Copy out every line exactly as given.

# START OF INPUT DATA

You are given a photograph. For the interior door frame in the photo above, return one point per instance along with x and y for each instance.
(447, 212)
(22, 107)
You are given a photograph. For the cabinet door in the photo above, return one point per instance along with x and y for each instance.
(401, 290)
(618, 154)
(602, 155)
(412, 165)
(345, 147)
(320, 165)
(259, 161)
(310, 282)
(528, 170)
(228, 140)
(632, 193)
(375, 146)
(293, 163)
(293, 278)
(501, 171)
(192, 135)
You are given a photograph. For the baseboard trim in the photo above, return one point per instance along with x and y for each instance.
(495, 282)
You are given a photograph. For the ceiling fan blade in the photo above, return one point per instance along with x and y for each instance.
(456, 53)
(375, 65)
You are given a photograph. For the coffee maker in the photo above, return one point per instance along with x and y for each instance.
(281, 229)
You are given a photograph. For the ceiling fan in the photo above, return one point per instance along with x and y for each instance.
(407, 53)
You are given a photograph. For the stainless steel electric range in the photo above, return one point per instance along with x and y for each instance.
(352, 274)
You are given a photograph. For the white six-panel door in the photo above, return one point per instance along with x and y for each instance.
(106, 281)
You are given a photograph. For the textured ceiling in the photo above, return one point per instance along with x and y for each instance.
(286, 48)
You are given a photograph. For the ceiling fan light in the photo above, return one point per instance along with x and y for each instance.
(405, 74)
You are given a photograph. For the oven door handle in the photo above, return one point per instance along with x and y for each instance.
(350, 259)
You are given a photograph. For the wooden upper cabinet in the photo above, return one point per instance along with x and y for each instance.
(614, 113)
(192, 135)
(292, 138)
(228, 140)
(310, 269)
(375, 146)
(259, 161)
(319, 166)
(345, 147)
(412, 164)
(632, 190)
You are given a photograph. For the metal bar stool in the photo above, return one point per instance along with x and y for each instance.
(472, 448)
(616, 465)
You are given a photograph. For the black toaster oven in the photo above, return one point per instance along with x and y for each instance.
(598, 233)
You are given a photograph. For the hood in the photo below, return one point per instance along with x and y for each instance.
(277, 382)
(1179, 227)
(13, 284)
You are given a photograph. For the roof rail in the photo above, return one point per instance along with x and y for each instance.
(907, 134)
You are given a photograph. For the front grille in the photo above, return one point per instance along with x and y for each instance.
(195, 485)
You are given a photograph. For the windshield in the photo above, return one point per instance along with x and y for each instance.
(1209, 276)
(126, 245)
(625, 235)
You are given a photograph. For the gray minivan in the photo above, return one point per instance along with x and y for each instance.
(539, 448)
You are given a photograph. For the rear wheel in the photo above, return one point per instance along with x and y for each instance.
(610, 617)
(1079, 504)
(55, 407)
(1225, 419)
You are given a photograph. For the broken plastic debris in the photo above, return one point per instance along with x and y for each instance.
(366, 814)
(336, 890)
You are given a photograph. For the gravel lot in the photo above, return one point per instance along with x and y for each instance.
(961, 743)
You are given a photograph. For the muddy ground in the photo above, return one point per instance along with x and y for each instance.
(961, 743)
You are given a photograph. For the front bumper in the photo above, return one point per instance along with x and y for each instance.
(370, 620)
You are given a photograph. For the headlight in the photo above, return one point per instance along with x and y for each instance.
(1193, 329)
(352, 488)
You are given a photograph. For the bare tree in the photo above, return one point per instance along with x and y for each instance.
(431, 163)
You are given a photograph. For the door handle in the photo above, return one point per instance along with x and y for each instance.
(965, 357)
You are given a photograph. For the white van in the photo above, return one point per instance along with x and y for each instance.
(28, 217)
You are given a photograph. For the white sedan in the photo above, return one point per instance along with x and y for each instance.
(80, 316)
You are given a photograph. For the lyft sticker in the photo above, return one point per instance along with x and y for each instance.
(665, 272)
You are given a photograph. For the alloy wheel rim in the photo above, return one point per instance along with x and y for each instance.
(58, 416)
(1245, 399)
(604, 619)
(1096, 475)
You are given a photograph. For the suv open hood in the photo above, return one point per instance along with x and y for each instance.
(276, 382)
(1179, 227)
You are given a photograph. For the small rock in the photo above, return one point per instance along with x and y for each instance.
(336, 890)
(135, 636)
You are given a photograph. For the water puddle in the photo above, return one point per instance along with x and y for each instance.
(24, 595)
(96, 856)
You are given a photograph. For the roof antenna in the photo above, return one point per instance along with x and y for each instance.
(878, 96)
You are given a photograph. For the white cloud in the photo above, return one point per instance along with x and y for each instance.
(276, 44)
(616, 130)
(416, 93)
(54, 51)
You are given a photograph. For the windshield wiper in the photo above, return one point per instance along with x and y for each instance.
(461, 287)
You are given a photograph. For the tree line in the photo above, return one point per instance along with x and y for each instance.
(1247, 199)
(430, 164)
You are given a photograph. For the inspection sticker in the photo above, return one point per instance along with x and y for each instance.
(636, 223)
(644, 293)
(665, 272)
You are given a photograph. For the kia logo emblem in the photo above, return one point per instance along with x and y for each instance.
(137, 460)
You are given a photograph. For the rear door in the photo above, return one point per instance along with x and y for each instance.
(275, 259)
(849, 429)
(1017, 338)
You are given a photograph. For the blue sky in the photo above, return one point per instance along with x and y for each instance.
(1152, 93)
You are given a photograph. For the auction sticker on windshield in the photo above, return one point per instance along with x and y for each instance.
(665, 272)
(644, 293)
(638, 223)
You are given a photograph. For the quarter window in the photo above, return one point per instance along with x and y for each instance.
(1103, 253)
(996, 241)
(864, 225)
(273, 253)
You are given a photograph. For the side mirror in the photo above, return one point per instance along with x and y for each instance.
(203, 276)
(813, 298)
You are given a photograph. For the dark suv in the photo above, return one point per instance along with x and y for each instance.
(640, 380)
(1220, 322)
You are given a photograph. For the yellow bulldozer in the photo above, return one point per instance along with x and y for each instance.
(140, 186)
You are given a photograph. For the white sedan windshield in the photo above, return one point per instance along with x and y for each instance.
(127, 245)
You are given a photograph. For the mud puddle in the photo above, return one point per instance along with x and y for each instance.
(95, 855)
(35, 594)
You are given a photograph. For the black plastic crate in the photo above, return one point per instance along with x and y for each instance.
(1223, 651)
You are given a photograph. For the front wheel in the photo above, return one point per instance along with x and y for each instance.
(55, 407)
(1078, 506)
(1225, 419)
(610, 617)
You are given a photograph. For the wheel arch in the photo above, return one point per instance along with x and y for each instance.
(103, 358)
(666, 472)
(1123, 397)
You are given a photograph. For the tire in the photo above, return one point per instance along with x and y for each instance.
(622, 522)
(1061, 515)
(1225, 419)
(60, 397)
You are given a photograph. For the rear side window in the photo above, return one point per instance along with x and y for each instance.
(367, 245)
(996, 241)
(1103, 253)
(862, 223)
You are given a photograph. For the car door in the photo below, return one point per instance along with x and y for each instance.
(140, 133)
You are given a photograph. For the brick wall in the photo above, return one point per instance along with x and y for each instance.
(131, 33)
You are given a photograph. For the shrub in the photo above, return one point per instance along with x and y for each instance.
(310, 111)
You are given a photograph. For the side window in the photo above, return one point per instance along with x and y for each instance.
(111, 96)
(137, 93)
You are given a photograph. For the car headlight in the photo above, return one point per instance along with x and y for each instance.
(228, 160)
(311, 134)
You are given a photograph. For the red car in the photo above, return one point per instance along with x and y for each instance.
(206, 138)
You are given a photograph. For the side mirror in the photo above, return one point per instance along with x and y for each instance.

# END OF INPUT DATA

▶ [ANSWER FOR THIS EXERCISE]
You are given a photograph. For the interior door frame in the photo above, return one point per instance along with x and y for each instance.
(447, 212)
(22, 107)
You are given a photograph. For the cabinet door in the photo above, return one point per instance along with x and y for each instance.
(401, 290)
(618, 154)
(602, 155)
(412, 165)
(345, 147)
(320, 165)
(259, 161)
(310, 282)
(528, 170)
(228, 140)
(632, 193)
(375, 146)
(293, 163)
(293, 278)
(501, 171)
(192, 135)
You are given a photograph. For the baseboard trim in the photo above, return one point per instance along with x and y for each instance.
(495, 282)
You are given a photograph. For the ceiling fan blade in the photo above, return one point per instance along with x and y for each instance.
(456, 53)
(375, 65)
You are given a photograph. For the coffee maker in the photo above, return one point per instance along with x and y for each instance.
(281, 229)
You are given a photograph. For the ceiling fan in the photo above, return one point per instance along with x and y for each instance.
(407, 53)
You are given a photograph. For the stainless steel electric range in the photo above, return one point per instance along with x and y for each instance.
(352, 274)
You are given a photograph. For the white six-panel door in the photo above, return one point per instance along with x and y for each instance.
(106, 281)
You are given a photograph. For the textured ceiling in the photo above, return one point per instance along with x and y for each instance.
(286, 48)
You are given a photograph. For the ceiling fan light in the photo above, return one point per instance along with x and y for each instance.
(405, 74)
You are given a photograph. For the oven door handle in the photo above, return one point per instance along with x and y for each instance.
(350, 259)
You are given a photograph. For the wooden upper cabinet in the photo above, return one point per instance along with x and y for each instance.
(614, 113)
(192, 135)
(292, 138)
(228, 140)
(310, 269)
(375, 146)
(259, 161)
(319, 166)
(345, 147)
(412, 164)
(632, 190)
You are given a photograph. For the metal bar stool in the photo above, return one point per instance along with x and y for each instance.
(472, 448)
(616, 465)
You are given a photograph. For the black toaster oven in the photo above, return one point per instance along with x and y for each instance.
(598, 233)
You are given a photograph. For the hood in the photo below, return one point per instance along with x and y for each instance.
(277, 382)
(1179, 227)
(13, 284)
You are given a photograph. For the roof rail in the photo above, return one point per instance along with x and y for each instance.
(907, 134)
You are given a photograph. For the front grille in the photo above, return one point per instance along with x and y for each instance.
(195, 485)
You are given a photograph. For the windshield in the photo above, return one point per instance along with x and y for each instance.
(1209, 276)
(126, 245)
(625, 235)
You are given a photograph. For the gray minivan in the photo above, return one point per instance along with x and y for each instance.
(539, 448)
You are given a photograph. For the rear wheel in the photo above, return one point per instance along with x and y for each instance.
(610, 617)
(1079, 504)
(55, 407)
(1225, 419)
You are given a photograph. For the broken plastic debris in the photo above, return one point per instance along with x and y for each instance.
(366, 814)
(336, 890)
You are given a photograph. For the gravel lot in the photo above, return one point per instance along with x and y for each instance.
(961, 743)
You are given a photograph. For the muddy ground in the photo above, return one point per instance along with x and y for each instance.
(961, 743)
You are given a photograph. For the front bumper in the photo above, return one point per instance along with x and y for each instance.
(370, 620)
You are given a photograph. For the headlight in the photo above, return one point per instance along with x and y for each instance.
(1193, 329)
(352, 488)
You are given a photograph. For the bare tree in the photo above, return one point per instance along with x and y for each instance.
(431, 163)
You are given a photograph. For the door handle in the photo above, return one point per instance along with x and y for each instance.
(965, 357)
You are given a photograph. For the white van in the photo above, return one point per instance along with x and y for each instance.
(28, 217)
You are given a photograph. For the white sedan in the photo above, return one point per instance along with x and y for each instance.
(80, 316)
You are given a photograph. For the lyft sticker in the photo above, return one point per instance along with x and y for each instance.
(665, 272)
You are given a photograph. For the alloy wheel rim in the photo above, return one point per instance along with x and y for each instance.
(58, 416)
(1245, 399)
(604, 619)
(1096, 475)
You are given a photograph. For the suv open hood in the photo above, return one point per instance along with x and y for each instance.
(276, 382)
(1179, 227)
You are given a photograph. For the small rock in the photo above, return one point per instance along with x and y for each instance.
(336, 890)
(135, 636)
You are given a photograph. For the water puddle in the photo above, return one point per instance along with x and y for each instance.
(24, 595)
(96, 856)
You are given a photograph. For the roof antenna in the photo above, return one point per instance along with x and y for each instance.
(878, 96)
You are given a photograph. For the white cloud in the photo above, return one point per instance along with x and y for each instance.
(276, 44)
(616, 130)
(416, 93)
(54, 51)
You are given a photograph. For the windshield wiper in the photo above, return one point per instance along with x and y for each instance.
(461, 287)
You are given a photograph. For the tree line in the photo above, return one point per instance along with x and y for each instance.
(1247, 199)
(430, 164)
You are given a photograph. For the inspection sticker in the photo above, return one point per instance along with x and y for each instance.
(636, 223)
(644, 293)
(665, 272)
You are given a photograph. For the kia logo emblem in the photo above, return one point per instance along with x and y for each instance.
(137, 460)
You are given a photograph. For the rear door in the photo above, return one point per instance along with x and y for each instance.
(275, 259)
(849, 429)
(1017, 338)
You are given a photograph. For the blue sky in the photo above, return one point per instance along with x and y for each instance.
(1152, 93)
You are given a photograph. For the auction sticker on windshield in the photo above, return one point per instance along with x and y for each instance.
(665, 272)
(644, 293)
(638, 223)
You are given a photograph. For the quarter window in the photo above, return one point per instance along with x and y for each instance.
(1103, 253)
(996, 241)
(864, 225)
(273, 253)
You are given a photograph. For the side mirror in the photo above, return one point per instance along with x and y for each instance.
(203, 276)
(813, 298)
You are given a photograph. For the dark suv in the photo above, return one point per instance along with x and y for each instance.
(640, 380)
(1220, 322)
You are given a photograph. For the yellow bulldozer in the photo above, return one point per instance along with x and y for each instance.
(140, 186)
You are given a photograph. For the white sedan windshield in the photo above, return one point per instance along with x and y for each instance.
(127, 245)
You are given a photograph. For the mud puddle in the photo above, return one point per instance along with x and y for each instance.
(95, 855)
(35, 594)
You are given a photograph. For the black plastic crate in the photo above, return one point per instance along with x and y for each instance.
(1223, 651)
You are given a photograph. For the front wheel in the photo above, return one point per instance along with x and y for each instance.
(55, 407)
(1078, 506)
(1225, 419)
(610, 617)
You are given a photograph. For the wheel arch in the photo above, return one point per instance along with x and y for each instance.
(103, 358)
(666, 472)
(1123, 397)
You are given a photograph. For the tire in the photo above, return one point per instance along with x and y for each instance.
(622, 522)
(1061, 515)
(1225, 419)
(60, 397)
You are given a photograph. For the rear side window in the photo above, return one point per instance along with x and y for each instance.
(367, 245)
(996, 241)
(1103, 253)
(862, 223)
You are given a photograph. For the car door in the photo below, return one point per instance along with x and y for each instance.
(140, 133)
You are given a photograph. For the brick wall in the photo above, return one point per instance along with x and y for each instance.
(131, 33)
You are given a photograph. For the shrub in the photo above, return one point per instance along with x and y for each instance.
(310, 111)
You are given a photograph. For the side window in the photo above, return one point per instance along with x and y for each instance.
(111, 96)
(137, 93)
You are given a photograph. For the car headlight in the photo above, return one point per instance along with x and y for each instance.
(228, 160)
(311, 134)
You are given a photograph. For the red car in the photo above, return one point per instance along with x and y for each instance.
(206, 138)
You are given a photograph. For the side mirror in the photo above, return one point per instance along with x and y for each instance.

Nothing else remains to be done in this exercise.